Entries taken from a collection:
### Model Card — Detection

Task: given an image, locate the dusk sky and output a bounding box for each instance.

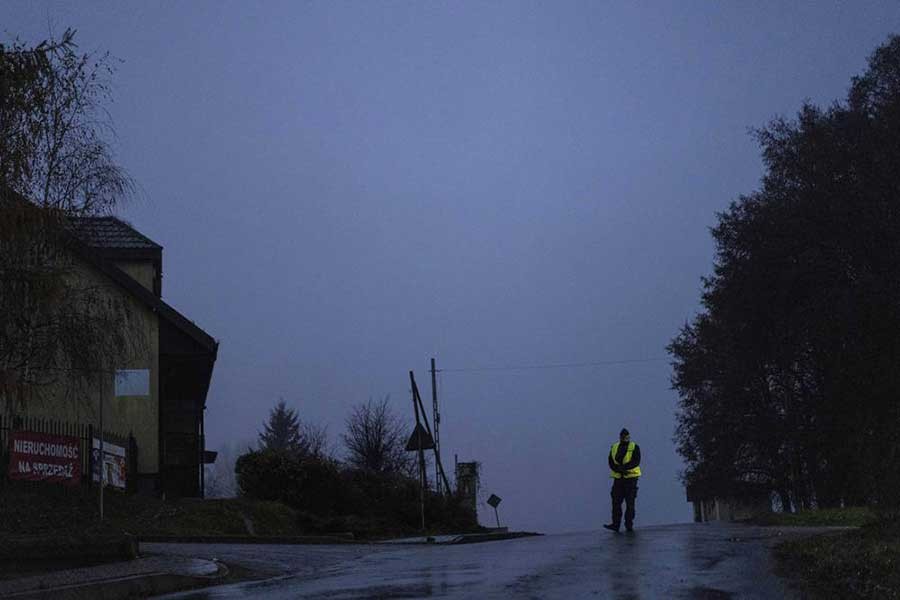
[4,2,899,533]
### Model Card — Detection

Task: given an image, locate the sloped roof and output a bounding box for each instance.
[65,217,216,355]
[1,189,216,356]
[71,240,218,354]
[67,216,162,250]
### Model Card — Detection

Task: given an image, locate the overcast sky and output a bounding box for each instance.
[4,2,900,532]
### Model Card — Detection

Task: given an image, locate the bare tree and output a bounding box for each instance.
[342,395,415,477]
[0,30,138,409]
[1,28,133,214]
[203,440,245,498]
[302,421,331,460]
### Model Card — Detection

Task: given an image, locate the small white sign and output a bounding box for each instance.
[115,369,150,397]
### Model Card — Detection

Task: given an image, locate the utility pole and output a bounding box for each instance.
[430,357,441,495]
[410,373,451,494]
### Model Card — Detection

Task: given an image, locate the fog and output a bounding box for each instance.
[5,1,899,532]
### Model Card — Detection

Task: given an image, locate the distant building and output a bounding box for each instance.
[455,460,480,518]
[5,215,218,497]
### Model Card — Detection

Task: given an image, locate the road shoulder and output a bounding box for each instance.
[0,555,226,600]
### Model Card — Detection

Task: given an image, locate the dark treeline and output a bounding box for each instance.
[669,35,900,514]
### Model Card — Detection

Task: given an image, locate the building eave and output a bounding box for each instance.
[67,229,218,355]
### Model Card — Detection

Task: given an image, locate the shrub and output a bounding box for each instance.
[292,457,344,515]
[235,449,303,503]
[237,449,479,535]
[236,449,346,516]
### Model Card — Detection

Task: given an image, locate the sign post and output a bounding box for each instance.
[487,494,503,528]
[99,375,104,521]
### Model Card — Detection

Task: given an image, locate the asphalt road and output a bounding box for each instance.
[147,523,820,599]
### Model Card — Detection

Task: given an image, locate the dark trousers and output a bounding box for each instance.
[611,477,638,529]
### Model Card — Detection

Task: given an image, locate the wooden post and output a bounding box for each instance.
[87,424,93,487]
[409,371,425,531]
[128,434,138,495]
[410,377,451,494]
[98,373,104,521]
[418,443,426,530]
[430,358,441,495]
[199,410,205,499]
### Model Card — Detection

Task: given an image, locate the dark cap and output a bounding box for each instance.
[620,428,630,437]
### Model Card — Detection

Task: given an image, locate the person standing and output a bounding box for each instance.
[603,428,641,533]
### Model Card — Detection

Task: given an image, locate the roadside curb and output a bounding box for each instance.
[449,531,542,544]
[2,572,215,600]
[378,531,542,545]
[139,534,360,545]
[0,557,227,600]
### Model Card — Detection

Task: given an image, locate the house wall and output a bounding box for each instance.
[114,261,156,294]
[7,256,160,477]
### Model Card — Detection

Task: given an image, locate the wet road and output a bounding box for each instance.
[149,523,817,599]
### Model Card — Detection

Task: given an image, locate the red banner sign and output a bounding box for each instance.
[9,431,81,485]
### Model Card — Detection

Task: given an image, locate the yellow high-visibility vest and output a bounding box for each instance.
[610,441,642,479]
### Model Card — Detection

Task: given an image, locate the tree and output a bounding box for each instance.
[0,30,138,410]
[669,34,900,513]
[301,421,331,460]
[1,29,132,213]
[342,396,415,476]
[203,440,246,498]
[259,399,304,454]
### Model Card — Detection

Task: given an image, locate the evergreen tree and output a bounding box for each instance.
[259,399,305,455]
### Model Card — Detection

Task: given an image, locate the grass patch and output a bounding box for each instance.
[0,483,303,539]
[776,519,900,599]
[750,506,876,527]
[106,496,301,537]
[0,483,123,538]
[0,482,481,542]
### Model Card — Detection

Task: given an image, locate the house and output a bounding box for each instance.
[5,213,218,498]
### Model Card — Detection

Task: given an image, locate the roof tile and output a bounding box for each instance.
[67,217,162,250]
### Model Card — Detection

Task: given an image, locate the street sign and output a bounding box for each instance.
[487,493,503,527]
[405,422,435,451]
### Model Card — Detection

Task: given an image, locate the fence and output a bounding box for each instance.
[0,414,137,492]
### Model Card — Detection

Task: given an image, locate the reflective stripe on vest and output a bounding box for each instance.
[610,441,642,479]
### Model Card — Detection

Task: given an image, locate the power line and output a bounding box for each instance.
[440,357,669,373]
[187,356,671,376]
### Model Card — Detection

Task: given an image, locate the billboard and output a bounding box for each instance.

The problem: Skip the images and restate each record above word for word.

Problem solution:
### Model Card — Detection

Task: given an image, locate the dusk sky and output a bounding box for each instance.

[4,2,899,533]
### Model Card — Detection

Task: given an image, locate the sloped roof and output a bounding box for each instance.
[65,217,216,355]
[1,189,216,356]
[71,240,218,354]
[67,216,162,250]
### Model Card — Detection

Task: given an image, locate the overcast sky and output a bounding box for each instance.
[4,2,900,532]
### Model Card — Detection

Task: given an image, locate the bare tree and output a bounding box for each instance.
[342,395,415,477]
[0,30,138,409]
[1,28,133,214]
[203,440,245,498]
[302,421,331,460]
### Model Card — Detection

Task: given an image, locate the small white sign and output a bounding box for each instance.
[115,369,150,397]
### Model Card — Detection

Task: given an image, locate the utility pole and output a bounding box for each instance.
[430,357,441,495]
[410,373,451,494]
### Model Card — Detection

Task: given an image, locate the fog and output a bounding box for each instance.
[5,1,899,532]
### Model Card — Detection

Task: given an image, locate the distant building and output a bounding box for each instance.
[455,460,480,518]
[5,215,218,497]
### Model Card — Detection

Task: given an image, locate the road shoulder and output a bounding box for each instance.
[0,555,226,600]
### Model Card — Detection

Task: given an image, locate the dark treeline and output a bounding box for each instance.
[669,35,900,514]
### Model Card — Detection

Task: given an image, locate the building eave and output a bounding box for each instance.
[67,229,218,355]
### Model Card — Detection

Task: given an image, locate the shrub and output a bounding box for each instance.
[292,457,344,515]
[235,449,303,503]
[237,449,479,535]
[236,449,346,516]
### Model Card — Detection

Task: given an image, locate the sign post and output a bounding box for each instance.
[487,494,503,528]
[99,375,104,521]
### Model Card — Detection

Task: given an image, locate the asphalt road and output a bounding box for each instance.
[147,523,820,599]
### Model Card — Detection

Task: given an image, locate the dark trousers and output a bounding box for each instance.
[611,477,638,529]
### Model Card — Detection

Task: given an image, locate the wooden post and output a bounding box for each instance.
[87,424,93,487]
[409,371,425,531]
[128,434,138,495]
[410,377,451,494]
[98,373,104,521]
[418,443,426,530]
[430,358,441,495]
[199,410,205,499]
### Model Card — Detection

Task: given an image, locate the dark cap and output a bounding box for each instance.
[620,428,630,437]
### Model Card — Detection

Task: given an image, locate the person standing and output a bounding box for each instance.
[603,428,641,533]
### Model Card — Detection

Task: given an image, locate the roadside curb and output a bounding box for each instance.
[449,531,542,544]
[2,572,215,600]
[378,531,542,545]
[139,534,360,545]
[0,557,227,600]
### Model Card — Detection

Task: given an image, locate the house wall and output a bounding box for each instance.
[114,261,156,294]
[7,256,160,477]
### Model Card — Detection

Task: given an image, locate the wet road and output a bounding box for each instance.
[149,523,817,599]
### Model Card — Detection

Task: given an image, locate the red banner sign and output a bounding box for each instance.
[9,431,81,485]
### Model Card — Detection

Task: given an image, locate the yellow high-visibility vest and output a bounding box for each instance.
[610,441,642,479]
### Model Card — Detection

Task: given an image, locate the tree and output a bounding box for each instance.
[0,30,138,410]
[669,34,900,513]
[301,421,331,460]
[1,29,132,213]
[342,396,415,476]
[203,440,246,498]
[259,399,304,454]
### Model Card — Detection

Task: given an image, locate the evergreen tree and output a bounding box for each instance.
[259,399,305,455]
### Model Card — Detection

Task: given an image, locate the grass patch and output a bounding box for each instance.
[0,483,303,539]
[776,519,900,599]
[750,506,876,527]
[106,496,301,537]
[0,483,123,538]
[0,482,481,542]
### Model Card — Detection

Task: given an image, locate the house and output a bounding box for each instance.
[5,213,218,498]
### Model Card — Detection

Task: given an image, locate the roof tile and output a bounding box for each instance.
[67,217,162,250]
### Model Card — Detection

Task: given an image, locate the street sign and output a bounding box for each instance.
[487,493,503,527]
[405,422,435,451]
### Model Card — Detection

Task: given an image, locate the fence and output a bounding box for each instance.
[0,414,137,492]
### Model Card — Detection

Task: given an image, locate the reflective stripe on vest and output a bounding box for each instance.
[610,441,642,479]
### Model Card — Detection

Task: given an image, locate the power line and output a bounding box for each instance.
[440,357,669,373]
[187,356,671,376]
### Model Card — Detection

Task: given an image, locate the billboard and output a bounding box for each instance.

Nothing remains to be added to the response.